Exercise objective:
Scan the records beneath this line for the line holding "In the image provided above, does any firebox" and the line holding "In the image provided above, does any stone pillar", then transcribe exactly those two and all lines between.

[Text-to-region grounding data]
----------

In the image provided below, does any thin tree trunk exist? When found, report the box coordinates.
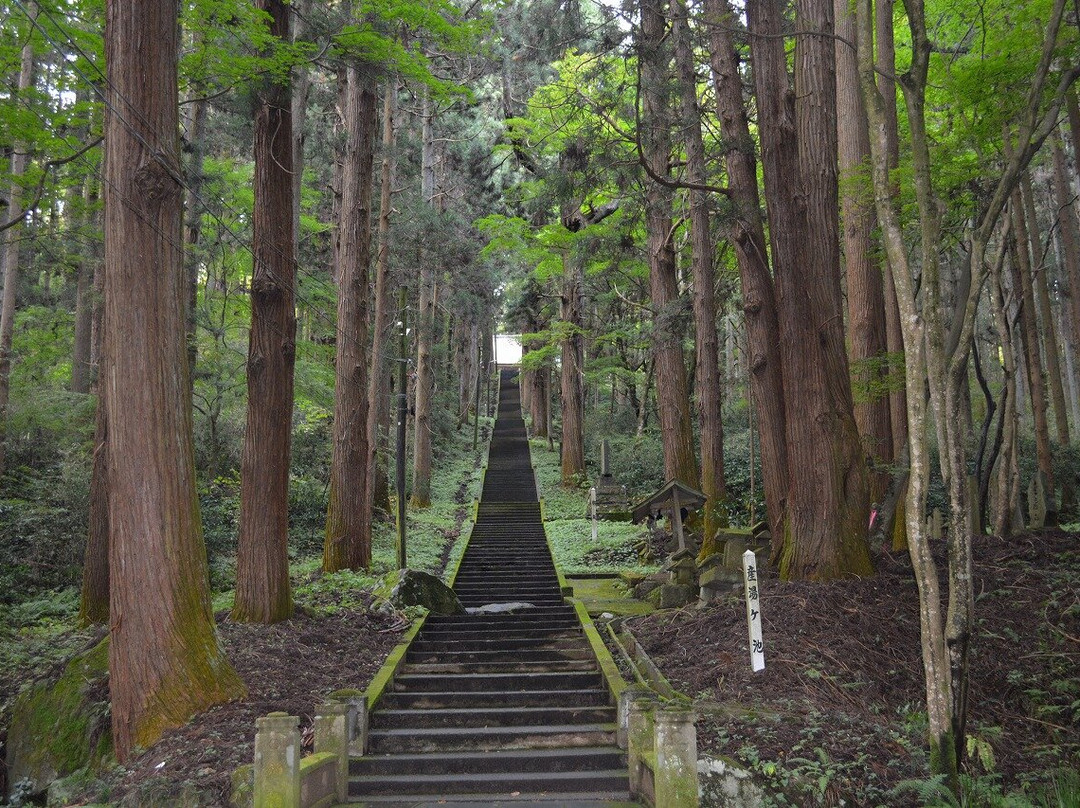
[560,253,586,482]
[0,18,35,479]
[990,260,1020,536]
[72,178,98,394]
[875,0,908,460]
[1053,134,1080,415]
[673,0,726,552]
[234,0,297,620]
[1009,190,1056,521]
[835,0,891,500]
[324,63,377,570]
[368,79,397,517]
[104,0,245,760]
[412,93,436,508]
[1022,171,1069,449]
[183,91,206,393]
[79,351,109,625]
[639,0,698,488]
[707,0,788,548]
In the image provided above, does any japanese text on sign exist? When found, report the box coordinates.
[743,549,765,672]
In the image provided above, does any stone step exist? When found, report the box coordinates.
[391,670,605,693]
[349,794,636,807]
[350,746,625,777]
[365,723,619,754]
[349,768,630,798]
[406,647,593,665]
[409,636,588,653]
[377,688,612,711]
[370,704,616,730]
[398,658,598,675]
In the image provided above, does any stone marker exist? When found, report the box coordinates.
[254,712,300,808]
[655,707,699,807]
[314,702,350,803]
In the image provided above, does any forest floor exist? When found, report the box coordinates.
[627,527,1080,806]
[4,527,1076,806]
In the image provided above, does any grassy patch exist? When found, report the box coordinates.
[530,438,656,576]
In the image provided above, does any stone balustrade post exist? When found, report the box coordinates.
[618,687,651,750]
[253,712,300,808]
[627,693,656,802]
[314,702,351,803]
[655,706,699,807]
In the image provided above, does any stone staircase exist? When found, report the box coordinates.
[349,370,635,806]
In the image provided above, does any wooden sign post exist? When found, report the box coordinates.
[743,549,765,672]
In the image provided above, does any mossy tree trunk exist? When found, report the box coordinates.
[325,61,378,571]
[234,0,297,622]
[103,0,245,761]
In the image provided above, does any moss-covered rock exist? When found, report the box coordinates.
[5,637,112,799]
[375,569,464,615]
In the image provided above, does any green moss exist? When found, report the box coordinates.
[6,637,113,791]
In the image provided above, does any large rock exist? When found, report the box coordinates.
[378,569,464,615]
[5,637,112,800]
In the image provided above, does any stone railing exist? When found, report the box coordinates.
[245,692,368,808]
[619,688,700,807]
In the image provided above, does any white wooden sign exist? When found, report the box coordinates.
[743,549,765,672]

----------

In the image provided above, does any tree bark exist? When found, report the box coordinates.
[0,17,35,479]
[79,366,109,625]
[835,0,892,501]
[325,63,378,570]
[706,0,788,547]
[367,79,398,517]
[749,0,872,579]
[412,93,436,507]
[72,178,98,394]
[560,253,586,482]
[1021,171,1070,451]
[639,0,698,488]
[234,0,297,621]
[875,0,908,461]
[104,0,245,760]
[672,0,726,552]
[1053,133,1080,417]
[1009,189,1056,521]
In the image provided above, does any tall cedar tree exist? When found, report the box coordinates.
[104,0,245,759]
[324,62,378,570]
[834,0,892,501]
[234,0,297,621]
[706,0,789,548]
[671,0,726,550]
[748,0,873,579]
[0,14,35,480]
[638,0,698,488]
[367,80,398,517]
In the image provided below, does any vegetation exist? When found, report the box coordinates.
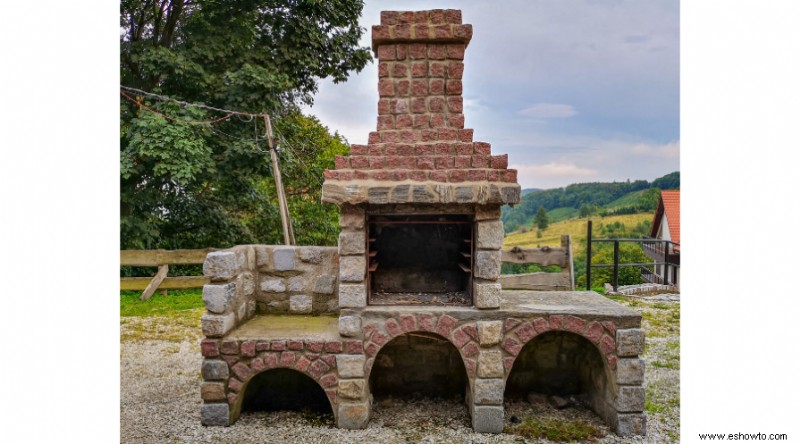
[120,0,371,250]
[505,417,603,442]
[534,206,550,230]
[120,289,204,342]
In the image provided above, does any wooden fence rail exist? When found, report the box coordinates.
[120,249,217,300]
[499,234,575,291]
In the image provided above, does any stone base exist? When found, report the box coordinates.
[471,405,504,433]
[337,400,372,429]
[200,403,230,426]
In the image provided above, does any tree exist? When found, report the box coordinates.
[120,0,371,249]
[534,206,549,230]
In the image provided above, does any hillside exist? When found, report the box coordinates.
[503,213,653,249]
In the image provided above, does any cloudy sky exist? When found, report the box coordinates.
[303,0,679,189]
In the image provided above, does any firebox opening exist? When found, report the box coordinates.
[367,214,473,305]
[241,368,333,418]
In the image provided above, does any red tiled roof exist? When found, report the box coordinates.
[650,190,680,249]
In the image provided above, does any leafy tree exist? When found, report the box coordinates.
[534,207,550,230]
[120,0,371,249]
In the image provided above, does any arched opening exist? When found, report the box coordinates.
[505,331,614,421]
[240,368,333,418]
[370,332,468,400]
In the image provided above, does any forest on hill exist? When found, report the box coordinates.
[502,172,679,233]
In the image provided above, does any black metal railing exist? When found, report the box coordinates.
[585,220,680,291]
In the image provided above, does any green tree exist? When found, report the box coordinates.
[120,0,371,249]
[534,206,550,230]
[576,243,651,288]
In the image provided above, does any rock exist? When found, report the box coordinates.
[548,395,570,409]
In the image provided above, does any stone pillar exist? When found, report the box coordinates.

----------

Response to the exercise:
In the image provided above, does any firebox opening exist? When found, report the box coordinates.
[367,214,473,305]
[241,368,333,418]
In the image provided above, does any red tiled roof exist? When found, report the box coordinates.
[650,190,680,249]
In the image provided above, does any leafy tree exist? When found, report the box coordinates.
[534,207,550,230]
[120,0,371,249]
In the image provided above, does any arched opening exist? When found, report the box coordinates.
[505,331,614,421]
[240,368,333,418]
[370,332,468,400]
In the image provided above, does any forest on hill exist? When found, report the box coordinates.
[502,172,679,233]
In the image provided above, does any black metal railing exist? When found, report the box coordinates.
[585,220,680,291]
In the image provided above, does any green tree exist? When found, report the box coordinates.
[120,0,371,249]
[534,206,550,230]
[576,243,651,288]
In the image provided above, does any rock exist? When found, report the box coordinates.
[548,395,570,409]
In the image provided above, does any stone pillar exist? When found, report the box coordinates.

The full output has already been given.